TASKS TO COMPLETE:
(A) In the reading guide, repeat the passage between "5. Trailer-positioned CRC" and "no implemented mechanism.", inclusive, substituting "receivers" for "subscribers".
(B) According to the reading guide, which type code is reserved with no assigned meaning in v1?
(C) Extend the reading guide, picking up after its final sentence.

SOURCE EXTRACT:
********

Reference suite — reading guide

Status: draft suite. All sections written; promotion to “frozen” gated by the conformance milestone tracked in the issue tracker. Last revision: 2026-05-03. Notable architectural commitments:

  1. Six-layer model, numbered bottom-up: L0 memory substrate / L1 views and ownership / L2 frame envelope / L3 TLV semantics / L4 graph endpoint logic / L5 application semantics.

  2. Everything is a module. No “core vs module” split. Some modules are required for every conforming node (frame codec, dispatcher, refcount/view machinery, forwarder logic); the rest are opt-in (transports, discovery, security, executors, memory backends, view modules). The required set is identified in 10-module-catalog.md, not by architectural privilege.

  3. Wire format is one-shot. No per-frame version bit. Future incompatible changes are versioned at the discovery layer (different mDNS service name, port). Get it right once.

  4. Fixed-width length with LL bit selecting u16 (default, ≤ 64 KiB) or u32 (≤ 4 GiB). No u64 — interop ceiling forces address-shift discipline.

  5. Trailer-positioned CRC and TS. Header + payload + optional trailer. Trailer is append-only at egress, strip-only at ingress. Payload bytes invariant from publication to all subscribers.

  6. No generic LIST type code (0x05 is a reserved code with no assigned meaning in v1). Every structured TLV declares its purpose via type code. User-defined records use user-range types 0x80–0xFF with opt.PL=1.

  7. Explicit-source-routed net plane. A remote operation rides an FWD frame carrying its own route: dst shrinks per hop, src accumulates the way back — loop-free by construction, no dedup state. 0x0D ROUTER is a reserved, decodable wire code with no implemented mechanism.

  8. No fragmentation in the wire format. Logically large messages are addressed across ep[0..N] slices with shared timestamp.

********

LISTED RECORDS:
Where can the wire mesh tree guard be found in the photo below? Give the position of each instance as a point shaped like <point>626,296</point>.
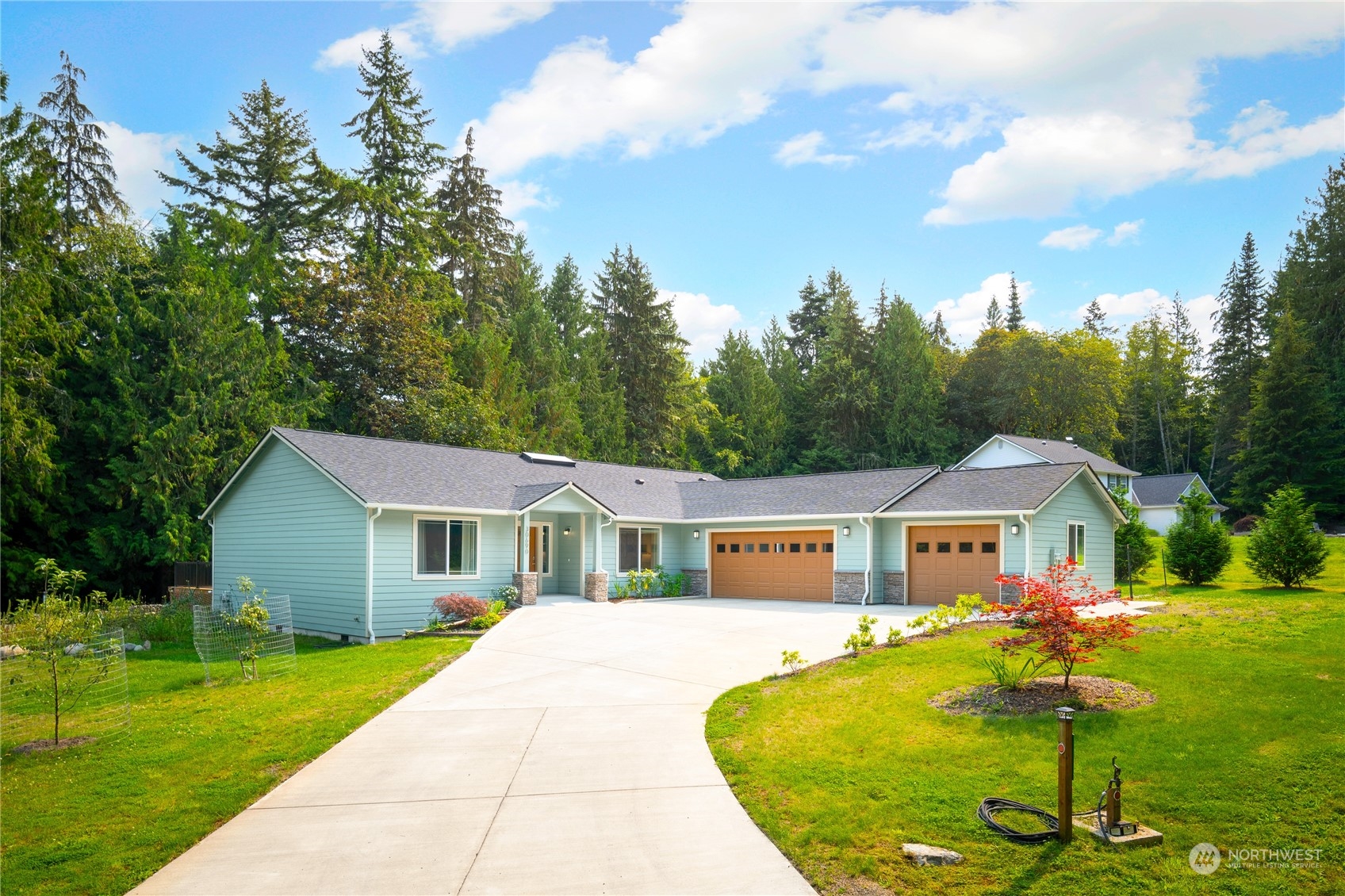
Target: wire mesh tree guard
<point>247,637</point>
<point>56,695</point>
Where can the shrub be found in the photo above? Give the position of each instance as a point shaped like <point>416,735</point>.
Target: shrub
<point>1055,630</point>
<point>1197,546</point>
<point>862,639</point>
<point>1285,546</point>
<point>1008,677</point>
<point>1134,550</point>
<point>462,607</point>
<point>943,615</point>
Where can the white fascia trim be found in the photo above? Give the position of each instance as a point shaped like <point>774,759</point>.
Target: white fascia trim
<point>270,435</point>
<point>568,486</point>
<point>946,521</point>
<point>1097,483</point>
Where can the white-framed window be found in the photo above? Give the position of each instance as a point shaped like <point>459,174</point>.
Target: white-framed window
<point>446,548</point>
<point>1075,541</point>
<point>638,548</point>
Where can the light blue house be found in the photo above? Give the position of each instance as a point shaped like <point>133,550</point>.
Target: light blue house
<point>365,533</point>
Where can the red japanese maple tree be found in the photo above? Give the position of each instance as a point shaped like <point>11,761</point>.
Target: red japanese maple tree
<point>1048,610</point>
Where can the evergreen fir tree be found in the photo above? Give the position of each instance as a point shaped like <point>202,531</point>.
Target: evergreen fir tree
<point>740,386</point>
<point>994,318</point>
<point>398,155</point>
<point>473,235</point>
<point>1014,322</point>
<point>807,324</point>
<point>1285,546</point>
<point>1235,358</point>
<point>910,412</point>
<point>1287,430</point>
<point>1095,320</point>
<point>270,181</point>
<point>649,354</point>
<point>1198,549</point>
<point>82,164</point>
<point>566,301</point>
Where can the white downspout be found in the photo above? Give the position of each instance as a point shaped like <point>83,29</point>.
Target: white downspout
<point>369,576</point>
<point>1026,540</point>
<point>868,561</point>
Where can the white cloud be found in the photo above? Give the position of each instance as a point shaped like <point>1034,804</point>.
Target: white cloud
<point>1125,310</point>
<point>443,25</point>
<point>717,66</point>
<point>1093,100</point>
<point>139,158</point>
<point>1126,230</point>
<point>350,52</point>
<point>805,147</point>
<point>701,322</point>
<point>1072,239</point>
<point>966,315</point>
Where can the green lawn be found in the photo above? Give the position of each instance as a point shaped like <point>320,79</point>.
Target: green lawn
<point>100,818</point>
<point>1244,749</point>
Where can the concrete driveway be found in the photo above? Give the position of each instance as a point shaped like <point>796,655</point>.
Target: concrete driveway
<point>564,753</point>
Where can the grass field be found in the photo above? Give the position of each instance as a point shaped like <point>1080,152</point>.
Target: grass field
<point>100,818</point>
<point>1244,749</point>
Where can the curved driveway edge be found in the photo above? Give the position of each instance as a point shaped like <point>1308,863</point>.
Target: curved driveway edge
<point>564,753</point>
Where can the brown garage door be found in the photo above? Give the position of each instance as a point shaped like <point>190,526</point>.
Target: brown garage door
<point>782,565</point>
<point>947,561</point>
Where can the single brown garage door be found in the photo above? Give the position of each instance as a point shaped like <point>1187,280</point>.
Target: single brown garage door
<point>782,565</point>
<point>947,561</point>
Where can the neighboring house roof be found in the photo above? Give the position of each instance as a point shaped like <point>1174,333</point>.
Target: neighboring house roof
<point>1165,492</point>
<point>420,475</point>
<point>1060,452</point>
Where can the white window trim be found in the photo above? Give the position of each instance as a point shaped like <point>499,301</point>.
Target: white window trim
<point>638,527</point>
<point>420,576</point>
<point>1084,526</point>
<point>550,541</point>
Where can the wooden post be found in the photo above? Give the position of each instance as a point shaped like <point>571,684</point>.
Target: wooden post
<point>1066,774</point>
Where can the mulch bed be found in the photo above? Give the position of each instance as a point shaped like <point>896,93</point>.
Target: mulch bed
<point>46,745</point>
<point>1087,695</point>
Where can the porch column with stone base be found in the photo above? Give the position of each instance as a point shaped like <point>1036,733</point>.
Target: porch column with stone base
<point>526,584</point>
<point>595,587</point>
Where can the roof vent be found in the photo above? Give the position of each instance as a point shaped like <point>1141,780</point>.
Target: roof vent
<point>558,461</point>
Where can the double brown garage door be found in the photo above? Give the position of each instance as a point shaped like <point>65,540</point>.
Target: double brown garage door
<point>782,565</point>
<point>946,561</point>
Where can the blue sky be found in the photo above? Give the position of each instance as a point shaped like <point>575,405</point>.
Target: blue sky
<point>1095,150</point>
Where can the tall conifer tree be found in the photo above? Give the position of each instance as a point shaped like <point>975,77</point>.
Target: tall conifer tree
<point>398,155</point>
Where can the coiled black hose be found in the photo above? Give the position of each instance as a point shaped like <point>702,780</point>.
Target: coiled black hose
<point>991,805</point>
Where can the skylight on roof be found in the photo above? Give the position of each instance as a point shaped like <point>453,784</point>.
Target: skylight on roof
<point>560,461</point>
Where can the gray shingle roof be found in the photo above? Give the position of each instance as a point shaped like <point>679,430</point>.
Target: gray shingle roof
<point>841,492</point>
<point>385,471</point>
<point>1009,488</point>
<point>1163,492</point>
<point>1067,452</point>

********

RESPONSES:
(A)
5. Trailer-positioned CRC and TS. Header + payload + optional trailer. Trailer is append-only at egress, strip-only at ingress. Payload bytes invariant from publication to all receivers.

  6. No generic LIST type code (0x05 is a reserved code with no assigned meaning in v1). Every structured TLV declares its purpose via type code. User-defined records use user-range types 0x80–0xFF with opt.PL=1.

  7. Explicit-source-routed net plane. A remote operation rides an FWD frame carrying its own route: dst shrinks per hop, src accumulates the way back — loop-free by construction, no dedup state. 0x0D ROUTER is a reserved, decodable wire code with no implemented mechanism.

(B) 0x05

(C)
  9. Path handles, encoded once. Every vertex address used more than once is encoded into a PATH TLV at build time (.rodata literal) or at node init (one allocation), not at every write. Hot-path APIs accept handles, never strings; snprintf is a code-size luxury, not a protocol requirement. Normative in ../spec/v1.md §3.1; design in 03-addressing.md, 05-protocol-tlvs.md, 04-communication-flows.md, 06-user-data-packing.md.

Design rationale is recorded in ../../docs/adr/ and git history; this suite is the byte-level spec. Audience: a second implementer writing an interoperable libtracer in any language, on any platform, without reading the reference implementation. Reading time: full suite ~2.5 h.


Purpose

This directory describes the libtracer protocol as a standard, independent of any implementation. The C++23 reference implementation under ../../core/ is one conforming implementation; a TypeScript core, a Rust core, a hardware FPGA implementation are all admissible if they conform to what is written here.

Design rationale is recorded in ../../docs/adr/ and git history — they explain why the protocol looks the way it does. Reference documents here describe what it is, and are canonical.


Section index

The reference is ordered with most-significant concerns first (graph mental model and how nodes talk), narrower-scope concerns later (per-TLV byte spec, substrate layers).

File

Layer

Topic

00-overview.md

all

The standard in one document; six-layer model; load-bearing claims; conformance profiles; portability.

01-data-format.md

L2

TLV header (4-byte default, 6-byte extended); opt bits PL/TS/CR/LL/CW/TF; trailer-positioned TS + CRC; type-code registry; rejected designs.

02-graph-model.md

L4

Vertex / edge / path / view / segment definitions; the same-substrate insight (TLV in memory IS graph node IS wire bytes); refcount memory ordering; structured-TLV-as-abstraction / memory-as-rope; schema discipline.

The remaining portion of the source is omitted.